> Directions for this task
Please say how many lines in the records below contain the word "ottoman", giving the number alone.

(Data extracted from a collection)
***
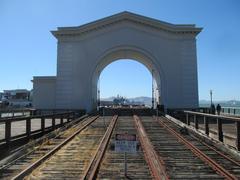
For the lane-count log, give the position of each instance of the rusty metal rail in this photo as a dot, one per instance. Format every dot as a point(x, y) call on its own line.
point(37, 163)
point(214, 165)
point(156, 164)
point(93, 166)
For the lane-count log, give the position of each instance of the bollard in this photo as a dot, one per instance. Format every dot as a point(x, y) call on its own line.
point(53, 123)
point(206, 123)
point(187, 119)
point(195, 121)
point(43, 124)
point(220, 133)
point(28, 127)
point(238, 135)
point(8, 131)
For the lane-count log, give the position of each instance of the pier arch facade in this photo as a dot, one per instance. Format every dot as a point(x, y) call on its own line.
point(167, 50)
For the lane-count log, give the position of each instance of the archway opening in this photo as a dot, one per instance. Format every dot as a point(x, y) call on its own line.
point(127, 82)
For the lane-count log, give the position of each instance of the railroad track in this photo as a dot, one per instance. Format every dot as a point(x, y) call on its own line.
point(112, 166)
point(86, 151)
point(43, 151)
point(78, 158)
point(185, 157)
point(223, 163)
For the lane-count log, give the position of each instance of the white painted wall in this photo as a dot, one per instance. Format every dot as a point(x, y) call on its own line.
point(44, 90)
point(81, 57)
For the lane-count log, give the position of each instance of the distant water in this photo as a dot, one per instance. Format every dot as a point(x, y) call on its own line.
point(226, 108)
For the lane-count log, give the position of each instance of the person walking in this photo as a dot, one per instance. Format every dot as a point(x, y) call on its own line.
point(219, 109)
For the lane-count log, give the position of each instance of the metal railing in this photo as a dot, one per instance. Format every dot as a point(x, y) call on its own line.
point(219, 119)
point(8, 122)
point(231, 111)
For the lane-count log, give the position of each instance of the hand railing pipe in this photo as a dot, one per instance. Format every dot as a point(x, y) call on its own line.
point(28, 119)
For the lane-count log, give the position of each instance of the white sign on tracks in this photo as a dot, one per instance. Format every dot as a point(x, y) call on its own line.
point(125, 143)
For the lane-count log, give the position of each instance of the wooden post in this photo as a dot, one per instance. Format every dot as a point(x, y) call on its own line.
point(238, 135)
point(53, 123)
point(43, 124)
point(195, 121)
point(187, 119)
point(28, 127)
point(206, 123)
point(8, 131)
point(220, 133)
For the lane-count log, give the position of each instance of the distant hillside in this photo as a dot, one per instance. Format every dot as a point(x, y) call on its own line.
point(230, 103)
point(202, 103)
point(142, 99)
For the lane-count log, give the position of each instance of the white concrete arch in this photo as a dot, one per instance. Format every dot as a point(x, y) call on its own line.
point(133, 53)
point(83, 52)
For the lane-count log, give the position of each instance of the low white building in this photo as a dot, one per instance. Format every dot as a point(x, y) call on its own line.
point(17, 97)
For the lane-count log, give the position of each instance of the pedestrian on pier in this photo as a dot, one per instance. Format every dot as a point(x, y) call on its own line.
point(213, 109)
point(219, 109)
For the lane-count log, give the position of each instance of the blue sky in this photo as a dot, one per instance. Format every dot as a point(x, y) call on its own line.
point(28, 49)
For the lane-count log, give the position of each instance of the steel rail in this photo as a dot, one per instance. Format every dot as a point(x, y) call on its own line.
point(214, 165)
point(215, 150)
point(155, 163)
point(218, 152)
point(37, 163)
point(91, 171)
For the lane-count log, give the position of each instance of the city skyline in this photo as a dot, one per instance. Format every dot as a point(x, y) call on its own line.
point(28, 49)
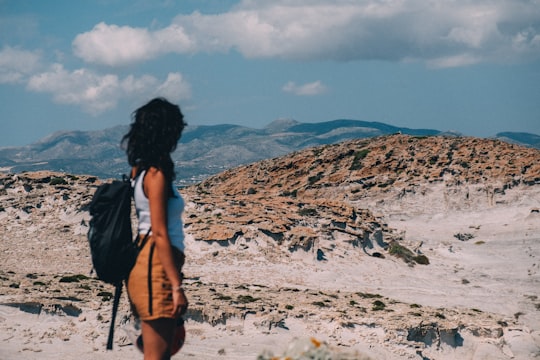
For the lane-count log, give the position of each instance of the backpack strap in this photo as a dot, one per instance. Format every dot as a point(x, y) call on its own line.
point(116, 302)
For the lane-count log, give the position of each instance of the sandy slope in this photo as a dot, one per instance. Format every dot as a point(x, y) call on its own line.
point(487, 287)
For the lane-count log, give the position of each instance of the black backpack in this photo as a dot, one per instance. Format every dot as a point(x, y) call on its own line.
point(111, 239)
point(110, 235)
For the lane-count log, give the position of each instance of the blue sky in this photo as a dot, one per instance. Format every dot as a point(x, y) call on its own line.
point(471, 66)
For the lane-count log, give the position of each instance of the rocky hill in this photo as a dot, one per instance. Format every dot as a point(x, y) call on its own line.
point(307, 243)
point(203, 150)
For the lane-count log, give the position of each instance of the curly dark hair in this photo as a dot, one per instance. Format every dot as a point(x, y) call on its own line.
point(154, 133)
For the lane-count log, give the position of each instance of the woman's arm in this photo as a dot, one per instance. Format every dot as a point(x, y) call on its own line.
point(157, 190)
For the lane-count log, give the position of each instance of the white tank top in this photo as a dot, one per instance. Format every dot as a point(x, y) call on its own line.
point(175, 207)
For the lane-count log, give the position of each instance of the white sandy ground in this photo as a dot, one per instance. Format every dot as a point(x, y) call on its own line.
point(497, 271)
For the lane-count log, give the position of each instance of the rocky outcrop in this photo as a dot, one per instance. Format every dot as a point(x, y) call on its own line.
point(322, 203)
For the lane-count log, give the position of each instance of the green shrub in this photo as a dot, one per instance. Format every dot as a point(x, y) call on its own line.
point(308, 212)
point(58, 181)
point(378, 305)
point(357, 159)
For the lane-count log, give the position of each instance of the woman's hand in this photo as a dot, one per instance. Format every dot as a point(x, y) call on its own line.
point(180, 302)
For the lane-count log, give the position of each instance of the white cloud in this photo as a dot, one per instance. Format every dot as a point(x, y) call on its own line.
point(16, 64)
point(343, 30)
point(97, 93)
point(118, 45)
point(309, 89)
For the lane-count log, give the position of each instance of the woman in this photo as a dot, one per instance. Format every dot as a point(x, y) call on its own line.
point(155, 283)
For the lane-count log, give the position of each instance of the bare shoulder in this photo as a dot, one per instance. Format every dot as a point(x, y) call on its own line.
point(155, 178)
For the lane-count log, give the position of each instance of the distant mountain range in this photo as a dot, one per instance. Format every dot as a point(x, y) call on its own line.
point(203, 150)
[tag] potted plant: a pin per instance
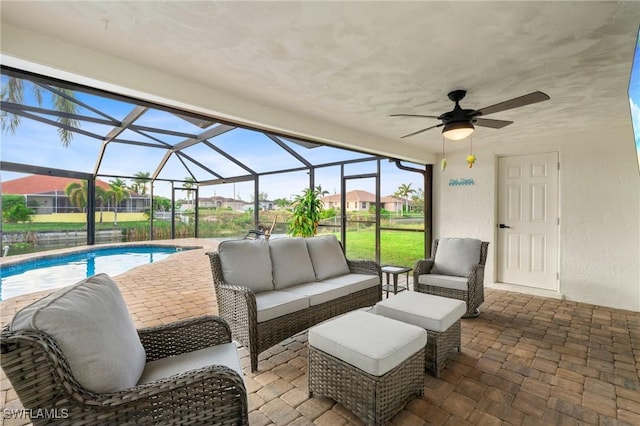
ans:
(306, 213)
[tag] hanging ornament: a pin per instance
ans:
(471, 158)
(443, 162)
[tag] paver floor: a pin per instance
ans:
(526, 360)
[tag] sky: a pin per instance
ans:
(634, 97)
(38, 144)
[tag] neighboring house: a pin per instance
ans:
(219, 202)
(45, 194)
(359, 200)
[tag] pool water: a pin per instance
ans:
(56, 271)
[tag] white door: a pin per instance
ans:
(528, 220)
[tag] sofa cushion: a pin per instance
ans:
(456, 256)
(372, 343)
(91, 323)
(291, 262)
(274, 304)
(446, 281)
(327, 257)
(424, 310)
(320, 292)
(355, 282)
(246, 263)
(225, 354)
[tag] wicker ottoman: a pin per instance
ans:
(440, 316)
(371, 364)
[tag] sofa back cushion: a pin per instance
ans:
(456, 256)
(91, 324)
(291, 262)
(327, 257)
(246, 263)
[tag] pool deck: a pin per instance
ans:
(526, 360)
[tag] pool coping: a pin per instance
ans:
(12, 261)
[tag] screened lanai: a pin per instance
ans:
(207, 168)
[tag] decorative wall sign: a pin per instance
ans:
(461, 182)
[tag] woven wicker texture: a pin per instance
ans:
(441, 347)
(374, 399)
(237, 305)
(473, 297)
(215, 395)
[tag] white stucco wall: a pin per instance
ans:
(599, 207)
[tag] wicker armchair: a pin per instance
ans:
(42, 377)
(457, 277)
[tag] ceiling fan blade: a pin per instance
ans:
(531, 98)
(494, 124)
(413, 115)
(420, 131)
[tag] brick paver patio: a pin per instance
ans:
(526, 360)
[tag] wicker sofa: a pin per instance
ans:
(270, 290)
(75, 358)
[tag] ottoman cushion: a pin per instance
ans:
(372, 343)
(424, 310)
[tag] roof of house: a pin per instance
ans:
(360, 195)
(41, 184)
(220, 199)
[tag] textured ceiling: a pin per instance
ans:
(351, 64)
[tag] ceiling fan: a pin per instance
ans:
(459, 123)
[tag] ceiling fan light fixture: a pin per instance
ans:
(457, 131)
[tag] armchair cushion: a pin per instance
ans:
(456, 256)
(91, 323)
(327, 257)
(225, 354)
(291, 262)
(445, 281)
(247, 263)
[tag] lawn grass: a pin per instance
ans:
(396, 247)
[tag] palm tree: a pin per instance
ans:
(282, 203)
(403, 191)
(189, 183)
(321, 192)
(102, 195)
(141, 179)
(77, 194)
(117, 193)
(307, 210)
(62, 99)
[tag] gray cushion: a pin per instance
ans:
(372, 343)
(246, 263)
(291, 262)
(91, 323)
(446, 281)
(424, 310)
(327, 257)
(456, 256)
(355, 282)
(275, 303)
(225, 354)
(320, 292)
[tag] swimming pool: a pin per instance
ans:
(54, 271)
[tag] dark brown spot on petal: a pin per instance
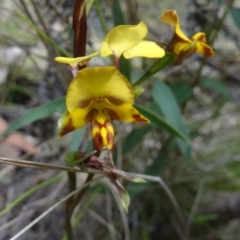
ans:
(90, 115)
(202, 38)
(112, 114)
(115, 100)
(139, 118)
(208, 51)
(67, 128)
(98, 141)
(84, 103)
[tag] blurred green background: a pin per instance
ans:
(198, 100)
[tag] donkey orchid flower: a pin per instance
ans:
(127, 40)
(98, 95)
(180, 44)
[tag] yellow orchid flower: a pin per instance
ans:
(127, 40)
(180, 44)
(98, 95)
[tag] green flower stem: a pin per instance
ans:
(44, 35)
(101, 17)
(156, 67)
(31, 191)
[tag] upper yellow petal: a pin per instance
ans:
(171, 17)
(73, 62)
(123, 38)
(76, 119)
(125, 113)
(204, 49)
(200, 37)
(96, 83)
(145, 49)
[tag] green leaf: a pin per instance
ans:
(165, 99)
(224, 185)
(235, 13)
(205, 218)
(117, 13)
(76, 139)
(182, 91)
(133, 138)
(118, 18)
(48, 109)
(161, 63)
(124, 198)
(216, 86)
(159, 121)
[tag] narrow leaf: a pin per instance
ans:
(165, 99)
(235, 13)
(159, 121)
(118, 18)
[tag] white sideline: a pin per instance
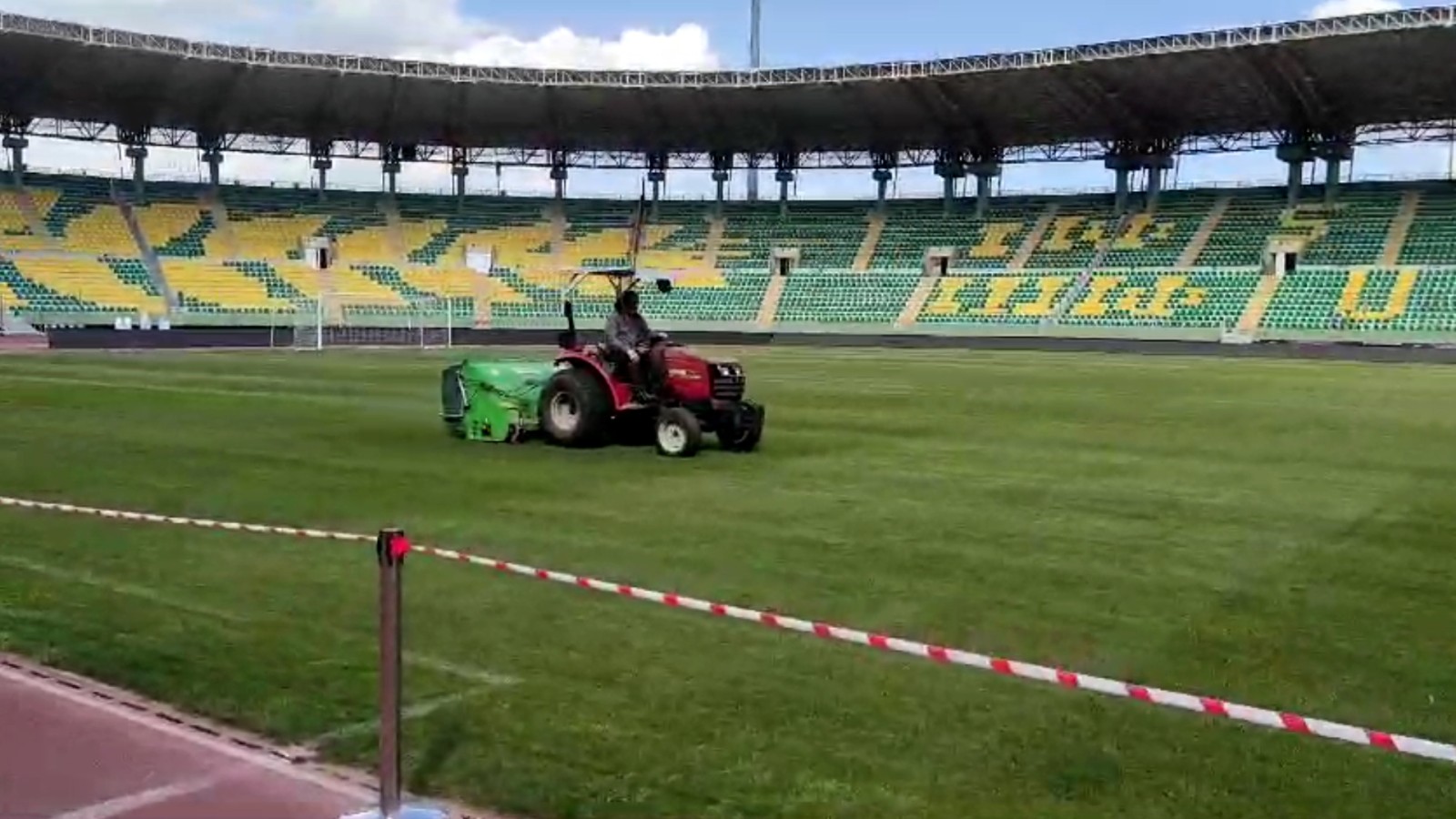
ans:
(1208, 705)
***
> Exercise response
2